So why did I put scare quotes around "observable behaviour"? Because that phrase turns out to be a term of art: it has a very specific meaning, separate from its normal English meaning. The reason for this is important: from the perspective of the CPU, all behaviour is observable behaviour. Any change, even reordering two independent instructions, is observable. It's observable to you too: you can look at the binary and observe that it's different!

So language authors have to define what kinds of effects count as "observable behaviour". Some of these seem very natural to us as programmers because we're used to them: things like loop unrolling, constant-propagation, and other straightforward optimisations seem reasonable enough. Yes, technically if we tried to break on the specific instruction we were looking for, in debug mode that instruction would be there and in release mode it would not, but we generally forgive the compiler for this.

But there are other things that might feel more observable to us, but the compiler does not consider observable. One of these is some kinds of function calls. What function calls a given program makes, in what order, is not in and of itself considered observable behaviour. This is why the compiler is allowed to insert a call to memset in my code, even though I didn't call it: not calling memset is not an observable behaviour of my program.

Similarly, the compiler is allowed to not call functions it doesn't need to. For example, consider this code:

int clear_value(void) {
    return 0;
}

void clear(char *buf, int len) {
    int value = clear_value();
    for (int i = 0; i < len; i++) {
        buf[i] = value;
    }
}

In optimised builds, the call to clear_value simply never happens: if I added a breakpoint on all calls to clear_value, I'd get different results in debug and release builds.

* [Record excerpts]

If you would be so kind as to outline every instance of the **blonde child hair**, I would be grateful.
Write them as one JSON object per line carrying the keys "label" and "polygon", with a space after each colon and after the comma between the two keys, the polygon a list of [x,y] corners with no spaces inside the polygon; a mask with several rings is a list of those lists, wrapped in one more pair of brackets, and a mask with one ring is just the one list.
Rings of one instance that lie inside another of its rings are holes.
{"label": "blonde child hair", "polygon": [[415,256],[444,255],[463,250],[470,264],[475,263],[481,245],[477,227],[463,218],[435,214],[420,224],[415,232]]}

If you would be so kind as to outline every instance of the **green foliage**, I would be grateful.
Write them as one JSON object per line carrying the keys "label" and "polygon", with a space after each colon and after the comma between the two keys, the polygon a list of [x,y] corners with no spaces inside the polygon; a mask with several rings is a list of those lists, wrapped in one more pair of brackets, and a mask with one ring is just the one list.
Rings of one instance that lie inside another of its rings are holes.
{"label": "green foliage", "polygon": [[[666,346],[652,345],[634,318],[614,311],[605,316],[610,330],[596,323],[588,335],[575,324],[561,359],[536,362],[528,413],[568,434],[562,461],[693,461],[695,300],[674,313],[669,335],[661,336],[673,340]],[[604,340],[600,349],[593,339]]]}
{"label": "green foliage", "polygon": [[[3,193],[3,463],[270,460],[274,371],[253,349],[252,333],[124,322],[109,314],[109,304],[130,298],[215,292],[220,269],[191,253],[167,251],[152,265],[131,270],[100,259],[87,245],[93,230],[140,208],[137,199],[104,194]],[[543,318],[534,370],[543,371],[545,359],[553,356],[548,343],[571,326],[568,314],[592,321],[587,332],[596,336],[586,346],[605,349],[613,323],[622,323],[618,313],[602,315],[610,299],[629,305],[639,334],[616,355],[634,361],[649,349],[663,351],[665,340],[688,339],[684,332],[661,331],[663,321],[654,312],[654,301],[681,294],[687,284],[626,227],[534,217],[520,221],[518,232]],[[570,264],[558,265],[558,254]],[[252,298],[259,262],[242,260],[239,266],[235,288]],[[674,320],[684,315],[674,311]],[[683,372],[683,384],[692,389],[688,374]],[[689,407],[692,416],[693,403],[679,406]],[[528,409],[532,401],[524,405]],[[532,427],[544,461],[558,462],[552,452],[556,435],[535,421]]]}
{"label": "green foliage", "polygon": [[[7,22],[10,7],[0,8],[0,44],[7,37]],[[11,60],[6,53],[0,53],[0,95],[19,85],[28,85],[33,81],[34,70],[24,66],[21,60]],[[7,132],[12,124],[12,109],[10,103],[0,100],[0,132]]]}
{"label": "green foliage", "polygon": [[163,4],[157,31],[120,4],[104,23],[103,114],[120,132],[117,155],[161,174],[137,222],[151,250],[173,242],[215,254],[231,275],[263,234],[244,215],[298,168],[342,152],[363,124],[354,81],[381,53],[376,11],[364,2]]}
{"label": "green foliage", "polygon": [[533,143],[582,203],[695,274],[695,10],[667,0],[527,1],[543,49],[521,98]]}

* [To be done]
a) In the text on observable behavior, rename "clear_value" to "zero_value" and rewrite the stretch from "Similarly, the compiler" through "and release builds." with that change.
b) Write what comes next in the text on observable behavior and compiler optimization, picking up after its final sentence.

* [Responses by task]
a)
Similarly, the compiler is allowed to not call functions it doesn't need to. For example, consider this code:

int zero_value(void) {
    return 0;
}

void clear(char *buf, int len) {
    int value = zero_value();
    for (int i = 0; i < len; i++) {
        buf[i] = value;
    }
}

In optimised builds, the call to zero_value simply never happens: if I added a breakpoint on all calls to zero_value, I'd get different results in debug and release builds.

b)
For completeness, what counts as "observable behaviour"? It varies by language, but it generally includes I/O: the same data must be written into files, and the same I/O ordering must occur (that is, it's not acceptable to swap the order of a read and a write). Similarly, anything that does (or may do) any of those things also exhibits observable behaviour. In general, if a compiler can't see into the body of a function (e.g. because it's defined in a separate library), it must be assumed to do one of those things and so the call must remain.

I go through all of this lengthy material to cover that optimizers are explicitly allowed to change the behaviour of the program within some certain rules. Let's now tackle your other questions:

We do agree that lifetime is significant and must be visible. However, that agreement doesn't necessarily mean we all agree on when an object's lifetime ends.

You are applying C++'s lifetime management, which says that objects are destroyed at the end of the expression that lexically contains the point where they were created. That is, they are destroyed when their enclosing scope is destroyed (approximately). However, nothing in Swift commits to this being the rule of lifetime management in Swift. Indeed, the mere existence of withExtendedLifetime makes it clear that Swift's lifetime is not defined this way.

Consider the Transitioning to ARC document originally written for Objective-C programmers moving to ARC. This is contained in its FAQ:

How do I think about ARC? Where does it put the retains/releases?

Try to stop thinking about where the retain/release calls are put and think about your application algorithms instead. Think about “strong and weak” pointers in your objects, about object ownership, and about possible retain cycles.

The Swift book also doesn't say anything about scope. In the section on ARC it says:

Additionally, when an instance is no longer needed, ARC frees up the memory used by that instance so that the memory can be used for other purposes instead. This ensures that class instances do not take up space in memory when they are no longer needed.

and

To make sure that instances don’t disappear while they are still needed, ARC tracks how many properties, constants, and variables are currently referring to each class instance. ARC will not deallocate an instance as long as at least one active reference to that instance still exists.

Notice that this does not say "when an reference exits scope". Instead it uses the somewhat vague term "exists".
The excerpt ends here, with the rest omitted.